[Records from a data collection]
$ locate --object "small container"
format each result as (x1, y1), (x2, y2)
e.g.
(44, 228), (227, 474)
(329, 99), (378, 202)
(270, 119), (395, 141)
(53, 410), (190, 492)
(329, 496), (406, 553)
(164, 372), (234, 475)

→ **WORK TASK**
Every entry needs to be retyped exactly.

→ **EXERCISE SOLUTION**
$ locate --object "small container"
format each result as (x1, y1), (x2, y2)
e.g.
(44, 228), (227, 474)
(329, 99), (378, 202)
(270, 119), (395, 141)
(53, 410), (190, 492)
(329, 496), (406, 553)
(164, 372), (234, 475)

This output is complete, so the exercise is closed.